## [GOAL]
Please rewrite every line of the records below as a numbered list, leaving out blank lines.
** START OF SUPPLIED DATA **
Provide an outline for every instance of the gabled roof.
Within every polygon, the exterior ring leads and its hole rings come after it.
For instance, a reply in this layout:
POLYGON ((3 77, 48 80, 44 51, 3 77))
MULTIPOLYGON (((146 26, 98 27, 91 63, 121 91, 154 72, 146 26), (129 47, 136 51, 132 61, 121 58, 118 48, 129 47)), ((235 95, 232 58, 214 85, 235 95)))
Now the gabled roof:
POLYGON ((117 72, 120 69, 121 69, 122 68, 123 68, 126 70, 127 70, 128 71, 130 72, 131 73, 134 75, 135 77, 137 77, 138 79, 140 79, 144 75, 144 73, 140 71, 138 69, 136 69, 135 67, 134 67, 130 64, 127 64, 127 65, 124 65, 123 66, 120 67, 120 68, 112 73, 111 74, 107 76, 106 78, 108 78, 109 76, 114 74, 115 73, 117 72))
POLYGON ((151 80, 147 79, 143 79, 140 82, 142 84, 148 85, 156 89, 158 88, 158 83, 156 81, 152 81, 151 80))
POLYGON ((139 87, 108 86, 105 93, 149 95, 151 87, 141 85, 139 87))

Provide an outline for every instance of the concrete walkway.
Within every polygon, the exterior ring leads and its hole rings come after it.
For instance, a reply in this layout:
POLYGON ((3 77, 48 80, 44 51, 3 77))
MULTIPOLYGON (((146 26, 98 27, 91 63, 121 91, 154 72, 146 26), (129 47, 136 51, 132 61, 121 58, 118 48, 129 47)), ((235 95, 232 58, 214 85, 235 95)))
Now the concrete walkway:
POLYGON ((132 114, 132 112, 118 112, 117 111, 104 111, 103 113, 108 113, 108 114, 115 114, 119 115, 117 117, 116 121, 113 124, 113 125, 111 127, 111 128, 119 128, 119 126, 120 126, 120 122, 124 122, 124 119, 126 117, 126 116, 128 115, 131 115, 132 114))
** END OF SUPPLIED DATA **
## [FINAL RESULT]
1. Provide an outline for every instance of the gabled roof.
2. Within every polygon, the exterior ring leads and its hole rings come after it.
3. For instance, a reply in this layout:
4. POLYGON ((3 77, 48 80, 44 51, 3 77))
5. MULTIPOLYGON (((146 26, 98 27, 91 63, 121 91, 154 72, 146 26), (129 47, 136 51, 132 61, 121 58, 118 48, 129 47)), ((235 95, 232 58, 214 85, 235 95)))
6. Now the gabled roof:
7. POLYGON ((117 72, 120 69, 121 69, 122 68, 123 68, 126 70, 127 70, 128 71, 130 72, 131 73, 134 75, 135 77, 137 77, 138 79, 140 79, 144 75, 144 73, 140 71, 138 69, 136 69, 135 67, 134 67, 130 64, 127 64, 127 65, 124 65, 123 66, 120 67, 120 68, 112 73, 111 74, 107 76, 106 78, 108 78, 109 76, 114 74, 115 73, 117 72))
8. POLYGON ((151 80, 147 79, 143 79, 140 82, 142 84, 148 85, 156 89, 158 88, 158 83, 156 81, 152 81, 151 80))
9. POLYGON ((139 87, 108 86, 105 93, 149 95, 151 87, 141 85, 139 87))
10. Provide an outline for every instance of the concrete walkway.
11. Within every polygon, the exterior ring leads and its hole rings come after it.
12. For instance, a reply in this layout:
13. POLYGON ((3 77, 48 80, 44 51, 3 77))
14. MULTIPOLYGON (((146 26, 98 27, 91 63, 121 91, 154 72, 146 26), (129 47, 136 51, 132 61, 121 58, 118 48, 129 47)), ((235 95, 232 58, 214 85, 235 95)))
15. Now the concrete walkway:
16. POLYGON ((132 114, 132 112, 118 112, 117 111, 104 111, 103 113, 108 113, 108 114, 115 114, 119 115, 117 117, 116 121, 113 124, 113 125, 111 127, 111 128, 119 128, 119 126, 120 126, 120 122, 124 122, 124 119, 126 117, 126 116, 128 115, 131 115, 132 114))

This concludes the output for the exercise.